:: TASK DETAILS ::
Can you write out these lines again, replacing every "marker" with "pin" and keeping all else unchanged?

:: Stored items ::
---

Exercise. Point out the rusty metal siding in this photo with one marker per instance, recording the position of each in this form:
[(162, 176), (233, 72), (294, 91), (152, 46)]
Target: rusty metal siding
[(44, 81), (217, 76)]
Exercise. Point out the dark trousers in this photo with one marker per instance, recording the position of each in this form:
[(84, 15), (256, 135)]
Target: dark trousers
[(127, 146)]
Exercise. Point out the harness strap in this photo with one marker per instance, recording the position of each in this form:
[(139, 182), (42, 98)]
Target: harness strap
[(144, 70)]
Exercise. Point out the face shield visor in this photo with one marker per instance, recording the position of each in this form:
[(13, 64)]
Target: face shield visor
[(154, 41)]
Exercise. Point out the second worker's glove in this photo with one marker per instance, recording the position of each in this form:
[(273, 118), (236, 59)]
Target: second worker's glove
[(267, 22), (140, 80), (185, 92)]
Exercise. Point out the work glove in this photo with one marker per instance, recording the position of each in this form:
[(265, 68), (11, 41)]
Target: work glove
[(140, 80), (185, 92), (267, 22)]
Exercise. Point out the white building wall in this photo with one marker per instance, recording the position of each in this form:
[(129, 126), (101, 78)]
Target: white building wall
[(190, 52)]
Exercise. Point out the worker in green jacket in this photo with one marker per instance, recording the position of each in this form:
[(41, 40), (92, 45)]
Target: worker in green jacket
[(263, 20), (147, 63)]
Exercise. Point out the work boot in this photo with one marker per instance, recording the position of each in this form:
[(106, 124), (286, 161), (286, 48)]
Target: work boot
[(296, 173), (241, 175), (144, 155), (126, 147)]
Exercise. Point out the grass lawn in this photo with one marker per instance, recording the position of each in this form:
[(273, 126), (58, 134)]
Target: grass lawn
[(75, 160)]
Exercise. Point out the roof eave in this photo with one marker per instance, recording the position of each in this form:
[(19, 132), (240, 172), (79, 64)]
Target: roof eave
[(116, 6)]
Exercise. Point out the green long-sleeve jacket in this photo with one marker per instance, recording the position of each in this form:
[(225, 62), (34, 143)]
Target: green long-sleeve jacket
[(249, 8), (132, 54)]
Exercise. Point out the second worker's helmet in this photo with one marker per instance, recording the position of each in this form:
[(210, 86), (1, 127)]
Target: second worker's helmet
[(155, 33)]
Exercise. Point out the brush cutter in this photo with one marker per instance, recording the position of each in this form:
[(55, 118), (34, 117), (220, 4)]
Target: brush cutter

---

:: ANSWER ::
Exercise. Point out the rusty metal siding in this photo with one pin per instance, recording the position of each in this form:
[(162, 176), (233, 72), (294, 91), (152, 46)]
Target: rusty metal siding
[(44, 81), (217, 76)]
Exercise. Point out the dark trousers in this photo with one pin per instance, recording the position of each in this form:
[(84, 15), (256, 135)]
Target: dark trousers
[(127, 146)]
Exercise. Point out the harness strap in this photo with one pin per instance, recording the position of each in this form:
[(139, 182), (42, 98)]
Target: harness strap
[(144, 70)]
Exercise. Point out the face shield visor in this photo with one pin per instance, recording the position of each in this form:
[(13, 64)]
Target: face shield visor
[(154, 41)]
Exercise. Point out the second worker's glove in this photo with one pin per instance, recording the position of each in this form:
[(273, 118), (236, 59)]
Target: second worker's glove
[(267, 22), (140, 80), (185, 92)]
Exercise. Point out the work glove in this photo with one pin per instance, recording the position of each in this form:
[(265, 68), (11, 41)]
Target: work glove
[(140, 80), (185, 92), (267, 22)]
Exercise. Point out the white building wall in this photo with one pin per instance, recording the position of each in this form:
[(129, 126), (101, 78)]
Target: white building wall
[(190, 52)]
Exercise. Point out the worker in green jacket in this photo with one pin per instance, recording the position of each in this form:
[(41, 40), (92, 45)]
Target: worker in green jacket
[(263, 20), (147, 63)]
Exercise. Point out the work boot in this photo with one pin per instance, recording the position of each in this form:
[(106, 124), (286, 161), (286, 48)]
Target: work boot
[(296, 173), (241, 175), (144, 155), (126, 147)]
Exercise. Point out the grass lawn in this photo with one pin per instance, recording the position of each in this form:
[(273, 126), (58, 134)]
Target: grass lawn
[(75, 160)]
Exercise. Point out the roof eave in this photo with one pin per instance, recording the position of each in this form:
[(19, 132), (240, 172), (79, 64)]
Target: roof eave
[(116, 6)]
Exercise. Point out the green long-sleeve jacket in this photo with one pin per instance, recording the position of each in this form:
[(225, 62), (34, 143)]
Target: green long-sleeve jacket
[(249, 8), (132, 54)]
Exercise. Point out the second worker's helmet in this photo with one pin per instance, recording the position of each in this form:
[(210, 86), (1, 127)]
Target: second worker's helmet
[(155, 33)]
Exercise. Point out the brush cutter in this photo with one pin per instance, recording the position of each in this form:
[(55, 118), (34, 117), (220, 4)]
Target: brush cutter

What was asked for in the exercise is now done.